주어진 요청 – 아래 자료 전체에서 "Query"를 모두 "Target"로 수정하고, 나머지 부분은 변경 없이 그대로 다시 작성하세요.

[라벨이 지정된 지점 기록]
* * * *

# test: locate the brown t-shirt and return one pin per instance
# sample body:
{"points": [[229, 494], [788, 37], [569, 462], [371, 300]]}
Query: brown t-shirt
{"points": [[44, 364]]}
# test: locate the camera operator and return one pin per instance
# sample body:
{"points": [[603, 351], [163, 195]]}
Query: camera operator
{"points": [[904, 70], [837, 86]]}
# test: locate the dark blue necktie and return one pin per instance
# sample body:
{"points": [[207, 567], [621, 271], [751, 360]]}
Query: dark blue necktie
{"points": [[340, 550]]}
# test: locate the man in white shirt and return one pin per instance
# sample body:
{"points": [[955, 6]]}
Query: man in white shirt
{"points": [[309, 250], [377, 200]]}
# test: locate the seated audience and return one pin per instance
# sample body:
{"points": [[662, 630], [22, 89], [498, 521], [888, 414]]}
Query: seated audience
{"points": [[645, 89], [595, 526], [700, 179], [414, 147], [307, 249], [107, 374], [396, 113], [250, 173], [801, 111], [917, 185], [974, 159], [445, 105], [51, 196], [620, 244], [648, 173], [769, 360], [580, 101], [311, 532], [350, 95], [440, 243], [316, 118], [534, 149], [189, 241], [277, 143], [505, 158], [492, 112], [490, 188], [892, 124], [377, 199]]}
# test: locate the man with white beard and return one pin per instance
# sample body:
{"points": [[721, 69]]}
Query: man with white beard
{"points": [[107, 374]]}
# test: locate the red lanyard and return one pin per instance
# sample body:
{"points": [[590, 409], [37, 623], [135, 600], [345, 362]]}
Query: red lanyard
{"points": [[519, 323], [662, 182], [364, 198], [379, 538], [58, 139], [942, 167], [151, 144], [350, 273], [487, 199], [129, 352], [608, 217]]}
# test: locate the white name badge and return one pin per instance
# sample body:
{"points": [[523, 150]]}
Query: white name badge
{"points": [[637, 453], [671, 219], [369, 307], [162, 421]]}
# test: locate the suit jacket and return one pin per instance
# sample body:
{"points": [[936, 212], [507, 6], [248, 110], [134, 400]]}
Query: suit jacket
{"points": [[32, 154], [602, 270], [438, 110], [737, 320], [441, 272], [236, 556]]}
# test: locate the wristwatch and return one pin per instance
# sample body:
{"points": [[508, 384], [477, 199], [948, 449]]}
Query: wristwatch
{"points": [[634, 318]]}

* * * *

작성된 답변 –
# test: locate the brown t-shirt and return one pin per instance
# sample body:
{"points": [[229, 494], [788, 37], [569, 462], [371, 300]]}
Target: brown t-shirt
{"points": [[44, 364]]}
# test: locate the camera operator and return one pin per instance
# sample body:
{"points": [[603, 351], [163, 195]]}
Target: camera operator
{"points": [[904, 70], [837, 86]]}
# test: locate the dark blue necktie and return one pin per instance
# sample body:
{"points": [[207, 567], [621, 271], [751, 360]]}
Target: dark blue necktie
{"points": [[340, 550]]}
# test: locate the man in white shirt and return one pin per instance
# sample body:
{"points": [[955, 6]]}
Target: man in white shirt
{"points": [[309, 250], [377, 200]]}
# test: locate the seated audience and return one pin per instance
# sample body:
{"points": [[662, 630], [22, 89], [498, 521], [888, 414]]}
Target: seated audience
{"points": [[645, 89], [595, 526], [700, 179], [414, 147], [307, 249], [107, 374], [396, 113], [250, 173], [801, 111], [917, 185], [974, 159], [445, 105], [51, 196], [620, 244], [648, 173], [769, 360], [580, 101], [311, 532], [350, 95], [440, 243], [316, 118], [534, 149], [189, 241], [277, 143], [505, 158], [492, 112], [490, 188], [892, 124], [377, 199]]}
# test: locate the man with white beard and return one pin per instance
# sample body:
{"points": [[721, 69]]}
Target: man with white beard
{"points": [[107, 374]]}
# test: locate the red lanyard and return one pin per instance
# sample body:
{"points": [[590, 409], [37, 623], [135, 600], [345, 362]]}
Target: red lanyard
{"points": [[519, 323], [662, 182], [364, 198], [379, 538], [58, 139], [942, 167], [151, 144], [350, 273], [487, 199], [129, 352], [608, 217]]}
# test: locate the white name badge and return one pin per instance
# sample body:
{"points": [[523, 150]]}
Target: white name badge
{"points": [[637, 453], [671, 219], [369, 307], [162, 421]]}
# test: locate the suit jacket and return one pin per instance
# sample body:
{"points": [[936, 212], [507, 6], [248, 110], [134, 400]]}
Target: suit jacket
{"points": [[32, 154], [602, 270], [438, 110], [737, 320], [441, 272], [236, 556]]}
# test: locate the wristwatch and return one pin per instance
# sample body:
{"points": [[508, 384], [477, 199], [948, 449]]}
Target: wristwatch
{"points": [[634, 318]]}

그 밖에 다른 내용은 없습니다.